*Quoted passage*

=-=-=-=-=

A parochial Martian, observing the Rover and knowing nothing of JPL or life on Earth, would conclude that this alien machine is conscious and that it deliberately goes about selecting sites, moving to them, drilling holes, collecting samples, etc. Obviously, the Rover has some aims and intentions, but to the Martian, even if he/she/it could completely analyze the physical components of the rover and understand all its physical and electronic structure and behavior (except for radio transmission and reception), the question of what gives rise to those aims and intentions would be a complete mystery.

We humans who have existed more recently than the 19th century could provide the puzzled Martians with a perfectly understandable and plausible explanation, which we have just gone through. But our explanation would be neither plausible nor understandable to, say, Isaac Newton, René Descartes, Plato, or any other brilliant person who lived prior to Maxwell, without them learning much of what we now know. We are fortunate to have the huge advantage we do. We should take advantage of it.

Having developed this story of Mars rovers, we will put it to two different uses. First, we will continue to use the rover as an analog for the human brain-body in our rover analogy. Secondly, we will use the rover as a player in part of the hierarchy of entities we need to explore.

We encountered that hierarchy when we discussed the homunculus problem. Starting with the 2-node hierarchy of a brain being subordinate to X, we speculated that there might be another node in that same relationship above X. We called it W.

Continuing that line of speculation, we would have V above W, U above V, and so on. And, as I briefly mentioned, to avoid infinite regress, we agree to stop at some point, say when we run out of letters, and we then have a top node, we'll call it "A". We have no good reason for settling on any particular number of such nodes except that it must be finite which means that there must be a top node: A. It is interesting that Plato13 guessed at the number as being 11 and string theorists guess at numbers ranging from 6 to 26, or so, 11 being one of their favorites too.

The premise is that each of these nodes is somehow responsible for the design, construction, and initiation of the node(s) below. Following this premise, the Mars rover fits right into the hierarchy directly under the human brain node. The rover was conceived, designed, constructed, and sent on its mission by the action of humans-with-brains. And, with our hypothesis, the necessary conscious component was supplied by X in a third node residing in yet another world outside Mars and Earth.

=-=-=-=-=

*Given entries*
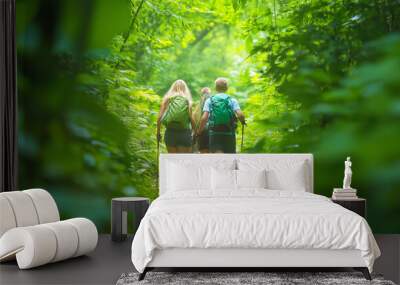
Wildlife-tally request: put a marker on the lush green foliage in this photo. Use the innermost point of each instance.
(311, 76)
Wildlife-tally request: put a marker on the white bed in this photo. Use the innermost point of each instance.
(209, 226)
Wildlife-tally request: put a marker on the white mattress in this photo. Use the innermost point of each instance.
(253, 219)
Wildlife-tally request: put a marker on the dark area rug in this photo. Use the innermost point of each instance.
(229, 278)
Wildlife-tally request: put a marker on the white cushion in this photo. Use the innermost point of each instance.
(35, 244)
(7, 220)
(251, 178)
(67, 240)
(23, 208)
(46, 207)
(223, 179)
(281, 174)
(40, 244)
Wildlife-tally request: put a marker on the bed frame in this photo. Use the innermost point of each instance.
(246, 258)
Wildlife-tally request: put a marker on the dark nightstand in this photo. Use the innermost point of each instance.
(357, 205)
(119, 215)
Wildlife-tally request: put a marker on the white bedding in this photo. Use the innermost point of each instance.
(250, 219)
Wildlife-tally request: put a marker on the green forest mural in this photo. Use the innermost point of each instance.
(316, 76)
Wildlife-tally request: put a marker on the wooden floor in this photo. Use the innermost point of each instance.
(110, 260)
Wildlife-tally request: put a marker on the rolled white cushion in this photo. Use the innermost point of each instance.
(87, 235)
(40, 244)
(23, 208)
(67, 240)
(46, 207)
(33, 246)
(7, 218)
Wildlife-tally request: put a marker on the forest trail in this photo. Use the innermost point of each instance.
(311, 76)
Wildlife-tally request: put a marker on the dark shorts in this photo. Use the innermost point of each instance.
(203, 140)
(178, 137)
(222, 142)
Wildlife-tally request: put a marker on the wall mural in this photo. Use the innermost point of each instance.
(102, 84)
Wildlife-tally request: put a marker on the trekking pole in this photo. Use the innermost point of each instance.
(157, 158)
(241, 146)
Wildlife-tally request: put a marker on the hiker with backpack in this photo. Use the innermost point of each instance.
(176, 115)
(220, 113)
(203, 138)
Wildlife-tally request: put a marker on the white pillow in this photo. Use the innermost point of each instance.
(282, 174)
(292, 178)
(193, 174)
(223, 179)
(184, 178)
(251, 178)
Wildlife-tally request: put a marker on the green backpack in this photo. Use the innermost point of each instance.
(177, 114)
(221, 115)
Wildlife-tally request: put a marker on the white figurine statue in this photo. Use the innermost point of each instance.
(347, 174)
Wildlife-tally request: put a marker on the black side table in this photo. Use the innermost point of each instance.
(357, 205)
(119, 215)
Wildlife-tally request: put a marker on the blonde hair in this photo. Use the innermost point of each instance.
(221, 84)
(205, 90)
(180, 88)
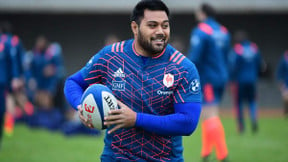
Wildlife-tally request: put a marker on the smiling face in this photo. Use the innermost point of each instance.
(152, 34)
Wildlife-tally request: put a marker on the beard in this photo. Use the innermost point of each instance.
(149, 47)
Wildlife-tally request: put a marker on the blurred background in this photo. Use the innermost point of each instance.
(84, 27)
(81, 27)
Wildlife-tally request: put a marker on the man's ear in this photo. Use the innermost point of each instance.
(134, 28)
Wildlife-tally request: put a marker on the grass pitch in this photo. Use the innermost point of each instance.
(270, 144)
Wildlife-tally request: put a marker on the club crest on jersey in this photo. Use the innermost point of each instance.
(119, 73)
(168, 80)
(195, 86)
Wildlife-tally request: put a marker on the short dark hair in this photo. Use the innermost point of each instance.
(153, 5)
(208, 10)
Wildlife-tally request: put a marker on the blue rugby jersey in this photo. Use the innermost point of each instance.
(246, 62)
(16, 51)
(282, 69)
(8, 62)
(209, 47)
(149, 85)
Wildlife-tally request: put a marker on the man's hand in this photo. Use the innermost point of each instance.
(121, 118)
(82, 118)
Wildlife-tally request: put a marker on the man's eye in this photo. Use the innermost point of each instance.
(165, 26)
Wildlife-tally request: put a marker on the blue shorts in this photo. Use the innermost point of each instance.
(245, 92)
(212, 94)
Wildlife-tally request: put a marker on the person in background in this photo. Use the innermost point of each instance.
(10, 76)
(282, 78)
(157, 87)
(209, 48)
(45, 70)
(245, 68)
(16, 100)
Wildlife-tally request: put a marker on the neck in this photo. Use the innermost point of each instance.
(139, 50)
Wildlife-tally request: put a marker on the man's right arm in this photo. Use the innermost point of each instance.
(74, 87)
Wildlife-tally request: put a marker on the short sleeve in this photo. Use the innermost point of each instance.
(189, 88)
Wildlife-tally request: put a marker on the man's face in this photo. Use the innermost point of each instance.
(153, 31)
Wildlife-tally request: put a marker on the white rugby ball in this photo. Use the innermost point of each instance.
(97, 100)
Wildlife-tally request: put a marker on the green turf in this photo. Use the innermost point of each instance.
(26, 145)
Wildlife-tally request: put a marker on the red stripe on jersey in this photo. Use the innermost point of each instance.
(117, 47)
(180, 96)
(112, 50)
(160, 54)
(122, 46)
(208, 93)
(177, 57)
(173, 55)
(181, 59)
(205, 28)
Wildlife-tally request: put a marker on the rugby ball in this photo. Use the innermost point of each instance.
(97, 100)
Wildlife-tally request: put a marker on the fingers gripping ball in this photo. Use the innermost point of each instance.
(96, 102)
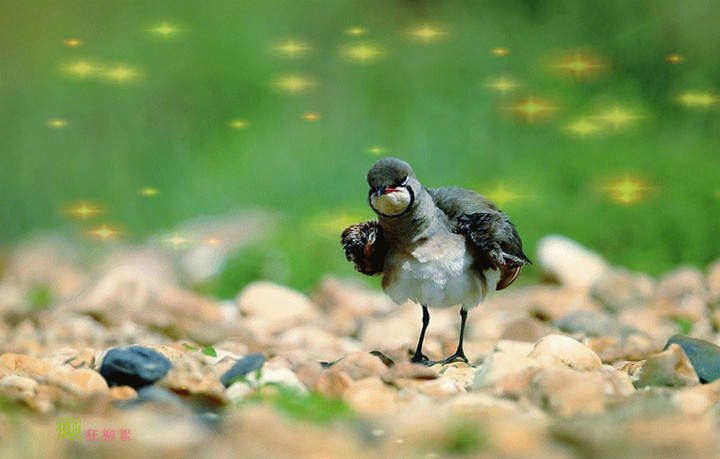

=-=-=-=-=

*Your tasks*
1. Summarize the passage about the Mars rover analogy in two sentences.
2. Write a continuation of the passage about the Mars rover and the hierarchy of nodes, starting right after its final sentence.

*Answer list*
1. A Martian who watched the rover without knowing anything of JPL or life on Earth would find the source of its aims and intentions a complete mystery, whereas people living after the 19th century can explain it in a way that thinkers before Maxwell could not have understood. The rover then serves as an analog for the human brain-body and as a member of a finite hierarchy of nodes, running from a brain up through X and W to a top node A, in which each node is responsible for the design, construction, and initiation of the one below, so that the rover sits directly under the human brain.

2.
For the moment, we will ignore the nodes from A to W and just concentrate on the lower three: X, brain, and rover. We know a great deal about how the "general features—like information processing, computation, learning, complexity thresholds, and/or departures from equilibrium—allow (or proscribe) [the] agency"14 exhibited by the rover. We know the role played by the JPL scientists, the rover they built, the radio link between them, and how they work together to provide the rover with the ability to pursue the aims and intentions of...the JPL scientists. Manifestations of those aims and intentions may be found in the onboard computers in the rover and in documentation on JPL bookshelves, but they originated in the minds of the JPL scientists. Which means that they really belong up in X.

In our acceptance of large extra dimensions, we have a lot more to explain concerning the origin of reality than simply explaining the origin of the Big Bang. We have already explained that origin, now we need to explain all that extra space-time and, harder yet, we need to explain A through X. A tall order.

In an acceptable cosmogony, we would like the simplest conceivable origin. Following our premises, A is ultimately responsible for the origination of B and everything else in reality that followed. So, we need to focus on A and explain how it could be ultimately simple yet be responsible for the origination of everything else in reality.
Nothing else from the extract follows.